What is required –
Go through the entries below and count the lines where the word "woman" appears; give only the count.

....................

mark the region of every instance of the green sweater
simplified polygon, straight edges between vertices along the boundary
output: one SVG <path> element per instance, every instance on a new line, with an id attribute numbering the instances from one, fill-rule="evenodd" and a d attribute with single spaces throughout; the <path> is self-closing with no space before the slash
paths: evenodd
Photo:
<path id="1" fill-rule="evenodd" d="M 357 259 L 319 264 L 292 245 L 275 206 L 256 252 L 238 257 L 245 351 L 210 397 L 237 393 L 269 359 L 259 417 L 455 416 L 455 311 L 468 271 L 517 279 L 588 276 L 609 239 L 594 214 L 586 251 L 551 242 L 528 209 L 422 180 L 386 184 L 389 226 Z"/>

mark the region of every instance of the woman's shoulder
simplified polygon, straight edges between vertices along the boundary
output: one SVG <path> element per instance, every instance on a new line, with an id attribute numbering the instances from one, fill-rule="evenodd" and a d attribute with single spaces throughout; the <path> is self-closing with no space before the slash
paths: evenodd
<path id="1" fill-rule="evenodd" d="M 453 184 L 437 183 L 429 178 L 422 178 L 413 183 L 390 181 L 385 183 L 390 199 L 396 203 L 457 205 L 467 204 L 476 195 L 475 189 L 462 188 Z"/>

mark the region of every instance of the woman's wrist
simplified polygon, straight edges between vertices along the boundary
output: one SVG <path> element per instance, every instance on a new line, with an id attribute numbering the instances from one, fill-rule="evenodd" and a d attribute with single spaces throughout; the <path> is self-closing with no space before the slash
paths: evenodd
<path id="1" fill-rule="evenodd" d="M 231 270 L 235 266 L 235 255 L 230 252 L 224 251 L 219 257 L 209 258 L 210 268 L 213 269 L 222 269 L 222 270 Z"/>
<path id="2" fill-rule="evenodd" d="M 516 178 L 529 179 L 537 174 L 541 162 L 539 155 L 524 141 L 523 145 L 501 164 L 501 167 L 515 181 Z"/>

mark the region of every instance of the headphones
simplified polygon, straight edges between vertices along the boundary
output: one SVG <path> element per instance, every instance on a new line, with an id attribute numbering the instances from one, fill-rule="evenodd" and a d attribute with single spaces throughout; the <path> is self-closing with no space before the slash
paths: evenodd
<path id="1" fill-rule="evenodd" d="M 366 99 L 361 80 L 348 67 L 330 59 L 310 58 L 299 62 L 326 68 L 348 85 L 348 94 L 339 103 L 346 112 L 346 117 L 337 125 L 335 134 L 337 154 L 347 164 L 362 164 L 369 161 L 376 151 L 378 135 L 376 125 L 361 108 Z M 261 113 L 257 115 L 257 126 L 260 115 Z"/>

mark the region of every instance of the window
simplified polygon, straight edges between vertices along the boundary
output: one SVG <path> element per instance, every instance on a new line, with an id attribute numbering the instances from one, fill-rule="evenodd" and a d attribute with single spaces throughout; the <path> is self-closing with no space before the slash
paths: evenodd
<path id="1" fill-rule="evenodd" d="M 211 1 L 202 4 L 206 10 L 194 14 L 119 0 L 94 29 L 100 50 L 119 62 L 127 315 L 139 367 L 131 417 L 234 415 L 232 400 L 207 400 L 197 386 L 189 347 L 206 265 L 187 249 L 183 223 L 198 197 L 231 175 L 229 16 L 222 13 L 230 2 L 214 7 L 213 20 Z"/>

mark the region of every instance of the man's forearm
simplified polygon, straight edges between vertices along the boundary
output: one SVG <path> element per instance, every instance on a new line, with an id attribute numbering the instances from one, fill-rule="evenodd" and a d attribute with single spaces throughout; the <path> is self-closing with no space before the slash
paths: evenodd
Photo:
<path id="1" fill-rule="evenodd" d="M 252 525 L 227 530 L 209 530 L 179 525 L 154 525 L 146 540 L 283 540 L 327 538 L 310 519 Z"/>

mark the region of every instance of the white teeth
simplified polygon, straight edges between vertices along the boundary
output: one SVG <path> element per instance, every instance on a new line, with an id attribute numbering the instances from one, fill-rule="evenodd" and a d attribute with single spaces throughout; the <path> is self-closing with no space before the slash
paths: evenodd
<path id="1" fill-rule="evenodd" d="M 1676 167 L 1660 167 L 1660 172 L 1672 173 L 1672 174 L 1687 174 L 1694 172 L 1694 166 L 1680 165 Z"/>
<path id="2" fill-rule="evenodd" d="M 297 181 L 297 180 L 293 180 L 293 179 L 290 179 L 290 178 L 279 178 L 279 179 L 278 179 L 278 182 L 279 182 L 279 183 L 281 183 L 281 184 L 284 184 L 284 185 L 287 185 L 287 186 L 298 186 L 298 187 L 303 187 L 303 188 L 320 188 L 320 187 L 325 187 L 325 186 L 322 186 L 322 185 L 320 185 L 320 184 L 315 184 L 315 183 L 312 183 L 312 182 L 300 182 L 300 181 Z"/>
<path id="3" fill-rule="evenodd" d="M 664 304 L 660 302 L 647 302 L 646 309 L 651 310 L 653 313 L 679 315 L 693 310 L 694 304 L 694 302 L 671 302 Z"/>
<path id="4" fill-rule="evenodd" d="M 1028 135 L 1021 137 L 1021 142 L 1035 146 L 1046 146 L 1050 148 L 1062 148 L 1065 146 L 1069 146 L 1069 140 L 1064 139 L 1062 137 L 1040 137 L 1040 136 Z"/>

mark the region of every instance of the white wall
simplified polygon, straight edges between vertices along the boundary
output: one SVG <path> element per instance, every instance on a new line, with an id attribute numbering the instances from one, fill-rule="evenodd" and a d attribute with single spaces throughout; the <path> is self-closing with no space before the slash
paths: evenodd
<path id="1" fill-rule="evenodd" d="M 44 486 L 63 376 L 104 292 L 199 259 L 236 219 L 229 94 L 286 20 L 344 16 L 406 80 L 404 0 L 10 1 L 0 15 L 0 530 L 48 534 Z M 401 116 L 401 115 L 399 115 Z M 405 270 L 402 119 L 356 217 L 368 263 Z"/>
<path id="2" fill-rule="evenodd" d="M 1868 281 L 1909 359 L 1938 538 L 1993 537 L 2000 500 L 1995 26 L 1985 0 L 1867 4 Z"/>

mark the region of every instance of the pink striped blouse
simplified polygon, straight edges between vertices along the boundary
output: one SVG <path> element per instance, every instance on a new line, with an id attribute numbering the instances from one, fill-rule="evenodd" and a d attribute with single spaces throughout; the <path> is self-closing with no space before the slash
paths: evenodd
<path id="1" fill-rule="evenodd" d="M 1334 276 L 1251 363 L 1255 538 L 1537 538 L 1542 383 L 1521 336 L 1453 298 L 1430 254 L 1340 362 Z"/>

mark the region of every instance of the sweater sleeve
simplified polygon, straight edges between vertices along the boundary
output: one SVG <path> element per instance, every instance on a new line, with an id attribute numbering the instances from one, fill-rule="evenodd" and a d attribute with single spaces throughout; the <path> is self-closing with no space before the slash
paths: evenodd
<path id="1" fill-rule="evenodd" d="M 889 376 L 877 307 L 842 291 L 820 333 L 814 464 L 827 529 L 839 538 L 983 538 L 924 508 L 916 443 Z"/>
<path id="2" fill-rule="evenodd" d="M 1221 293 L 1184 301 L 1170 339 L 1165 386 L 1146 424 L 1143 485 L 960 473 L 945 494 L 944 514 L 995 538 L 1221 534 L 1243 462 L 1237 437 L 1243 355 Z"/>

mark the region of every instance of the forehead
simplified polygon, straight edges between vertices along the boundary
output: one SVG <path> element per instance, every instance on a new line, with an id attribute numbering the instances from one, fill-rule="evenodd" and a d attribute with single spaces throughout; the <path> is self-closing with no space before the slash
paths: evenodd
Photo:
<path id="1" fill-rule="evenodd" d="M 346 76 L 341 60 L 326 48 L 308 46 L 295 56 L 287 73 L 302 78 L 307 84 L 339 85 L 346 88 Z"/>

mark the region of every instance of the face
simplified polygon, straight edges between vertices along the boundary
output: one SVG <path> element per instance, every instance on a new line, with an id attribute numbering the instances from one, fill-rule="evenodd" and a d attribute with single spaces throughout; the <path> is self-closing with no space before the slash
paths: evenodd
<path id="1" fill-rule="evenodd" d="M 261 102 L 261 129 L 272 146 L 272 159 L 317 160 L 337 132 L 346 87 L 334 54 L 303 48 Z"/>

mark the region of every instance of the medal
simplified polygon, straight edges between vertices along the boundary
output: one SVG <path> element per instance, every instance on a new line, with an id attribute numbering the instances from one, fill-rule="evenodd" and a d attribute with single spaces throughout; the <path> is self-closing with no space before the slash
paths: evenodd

....................

Exercise response –
2